— START OF GIVEN RECORDS —

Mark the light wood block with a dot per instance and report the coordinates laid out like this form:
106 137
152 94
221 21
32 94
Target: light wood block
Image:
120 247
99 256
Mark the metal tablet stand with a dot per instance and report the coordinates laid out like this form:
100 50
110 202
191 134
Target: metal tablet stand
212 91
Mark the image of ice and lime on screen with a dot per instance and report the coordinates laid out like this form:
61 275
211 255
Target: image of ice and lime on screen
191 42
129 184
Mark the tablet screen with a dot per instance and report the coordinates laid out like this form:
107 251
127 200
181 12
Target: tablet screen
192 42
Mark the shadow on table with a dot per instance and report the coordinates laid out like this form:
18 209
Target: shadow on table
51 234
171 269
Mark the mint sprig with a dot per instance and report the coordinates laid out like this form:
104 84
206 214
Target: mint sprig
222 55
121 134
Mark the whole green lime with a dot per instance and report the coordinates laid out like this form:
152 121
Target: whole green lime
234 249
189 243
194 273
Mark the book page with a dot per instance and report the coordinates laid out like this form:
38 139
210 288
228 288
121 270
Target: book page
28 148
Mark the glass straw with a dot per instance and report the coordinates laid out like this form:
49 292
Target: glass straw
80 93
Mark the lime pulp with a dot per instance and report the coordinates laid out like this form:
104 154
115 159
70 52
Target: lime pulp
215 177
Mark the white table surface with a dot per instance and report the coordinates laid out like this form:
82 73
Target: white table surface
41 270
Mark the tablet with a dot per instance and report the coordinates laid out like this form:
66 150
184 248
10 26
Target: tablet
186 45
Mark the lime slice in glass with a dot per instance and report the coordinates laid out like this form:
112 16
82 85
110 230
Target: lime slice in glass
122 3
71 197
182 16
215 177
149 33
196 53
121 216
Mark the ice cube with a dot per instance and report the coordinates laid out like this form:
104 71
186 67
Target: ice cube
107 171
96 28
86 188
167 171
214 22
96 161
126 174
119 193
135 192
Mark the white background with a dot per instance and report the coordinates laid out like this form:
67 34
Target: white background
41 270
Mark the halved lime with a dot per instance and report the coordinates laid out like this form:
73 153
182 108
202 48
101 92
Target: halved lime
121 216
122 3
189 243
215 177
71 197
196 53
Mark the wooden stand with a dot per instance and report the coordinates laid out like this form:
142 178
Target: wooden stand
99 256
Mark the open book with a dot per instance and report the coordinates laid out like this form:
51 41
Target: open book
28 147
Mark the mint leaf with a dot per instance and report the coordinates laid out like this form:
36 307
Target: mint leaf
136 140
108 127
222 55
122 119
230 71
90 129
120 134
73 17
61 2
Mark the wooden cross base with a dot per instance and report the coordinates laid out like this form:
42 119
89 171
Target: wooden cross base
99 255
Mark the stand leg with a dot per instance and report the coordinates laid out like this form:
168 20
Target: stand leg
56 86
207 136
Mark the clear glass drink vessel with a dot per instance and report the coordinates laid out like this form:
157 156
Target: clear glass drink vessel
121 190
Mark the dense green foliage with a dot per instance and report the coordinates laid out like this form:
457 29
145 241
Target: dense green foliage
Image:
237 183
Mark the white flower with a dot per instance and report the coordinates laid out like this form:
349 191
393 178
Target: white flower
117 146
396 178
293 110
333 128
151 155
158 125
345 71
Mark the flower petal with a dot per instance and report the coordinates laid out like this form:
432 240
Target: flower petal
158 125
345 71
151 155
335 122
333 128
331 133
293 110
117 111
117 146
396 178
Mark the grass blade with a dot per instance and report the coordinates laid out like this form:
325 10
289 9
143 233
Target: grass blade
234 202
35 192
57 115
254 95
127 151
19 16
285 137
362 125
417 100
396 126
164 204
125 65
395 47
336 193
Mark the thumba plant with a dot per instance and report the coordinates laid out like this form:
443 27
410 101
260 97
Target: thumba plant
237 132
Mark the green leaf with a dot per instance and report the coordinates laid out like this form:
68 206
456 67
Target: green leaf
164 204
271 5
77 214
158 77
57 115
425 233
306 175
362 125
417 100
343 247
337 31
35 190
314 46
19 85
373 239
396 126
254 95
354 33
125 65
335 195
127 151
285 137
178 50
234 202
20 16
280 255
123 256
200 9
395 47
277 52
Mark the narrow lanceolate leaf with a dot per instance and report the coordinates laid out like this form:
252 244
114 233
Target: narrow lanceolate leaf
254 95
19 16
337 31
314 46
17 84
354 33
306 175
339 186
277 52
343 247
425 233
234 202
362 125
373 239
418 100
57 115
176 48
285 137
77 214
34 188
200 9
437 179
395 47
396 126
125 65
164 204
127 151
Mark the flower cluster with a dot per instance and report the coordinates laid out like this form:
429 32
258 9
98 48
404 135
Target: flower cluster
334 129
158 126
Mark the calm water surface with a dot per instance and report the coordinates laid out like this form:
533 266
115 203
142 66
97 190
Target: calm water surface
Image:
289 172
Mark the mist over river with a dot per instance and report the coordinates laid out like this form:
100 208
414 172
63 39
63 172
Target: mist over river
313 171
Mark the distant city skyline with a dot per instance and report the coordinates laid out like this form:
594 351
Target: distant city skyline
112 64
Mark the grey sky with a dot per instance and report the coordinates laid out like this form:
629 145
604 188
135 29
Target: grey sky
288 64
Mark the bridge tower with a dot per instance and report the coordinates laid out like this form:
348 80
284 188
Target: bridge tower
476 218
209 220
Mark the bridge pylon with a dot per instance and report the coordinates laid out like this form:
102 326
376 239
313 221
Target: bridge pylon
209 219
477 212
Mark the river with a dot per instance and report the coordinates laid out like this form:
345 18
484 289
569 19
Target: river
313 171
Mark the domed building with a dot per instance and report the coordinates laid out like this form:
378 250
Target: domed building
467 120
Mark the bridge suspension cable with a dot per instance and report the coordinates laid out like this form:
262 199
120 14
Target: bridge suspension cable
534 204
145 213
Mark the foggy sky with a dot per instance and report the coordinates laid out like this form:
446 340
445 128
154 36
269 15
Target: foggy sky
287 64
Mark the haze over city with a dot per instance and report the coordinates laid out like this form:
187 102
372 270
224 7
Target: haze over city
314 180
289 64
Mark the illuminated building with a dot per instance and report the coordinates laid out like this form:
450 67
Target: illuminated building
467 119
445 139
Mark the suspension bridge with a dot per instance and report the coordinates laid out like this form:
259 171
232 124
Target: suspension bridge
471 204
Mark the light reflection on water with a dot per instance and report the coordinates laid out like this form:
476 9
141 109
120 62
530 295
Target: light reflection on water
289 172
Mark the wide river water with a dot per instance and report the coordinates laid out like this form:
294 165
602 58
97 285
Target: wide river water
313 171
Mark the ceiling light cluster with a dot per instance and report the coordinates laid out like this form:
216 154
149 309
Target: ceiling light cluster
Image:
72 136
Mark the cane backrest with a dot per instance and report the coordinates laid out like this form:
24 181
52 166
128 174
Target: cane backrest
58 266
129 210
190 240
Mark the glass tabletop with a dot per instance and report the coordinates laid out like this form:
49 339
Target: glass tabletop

— END OF GIVEN RECORDS —

EXERCISE> Go back to the data above and please quote exactly, and only, the lines from the line with "Mark the illuminated" through its last line.

RESULT OF THIS TASK>
Mark the illuminated building with a dot per instance and report the coordinates laid out like this form:
450 67
Target: illuminated building
467 119
445 139
Mark the suspension bridge with a dot per instance and report the coordinates laid out like this form:
259 171
232 124
Target: suspension bridge
471 204
Mark the light reflection on water with a dot per instance and report the coordinates laid out like this form:
476 9
141 109
120 62
530 295
Target: light reflection on water
289 172
Mark the wide river water with a dot per instance and report the coordinates laid out like this form:
294 165
602 58
97 285
Target: wide river water
313 171
Mark the ceiling light cluster with a dot per instance and report the coordinates laid out like this form:
216 154
149 309
Target: ceiling light cluster
Image:
72 136
Mark the cane backrest with a dot per instance and report the coordinates laid out like this form:
24 181
52 166
128 174
Target: cane backrest
58 266
129 210
190 240
Mark the glass tabletop with a dot per instance and report the coordinates laid out like this form:
49 339
Target: glass tabletop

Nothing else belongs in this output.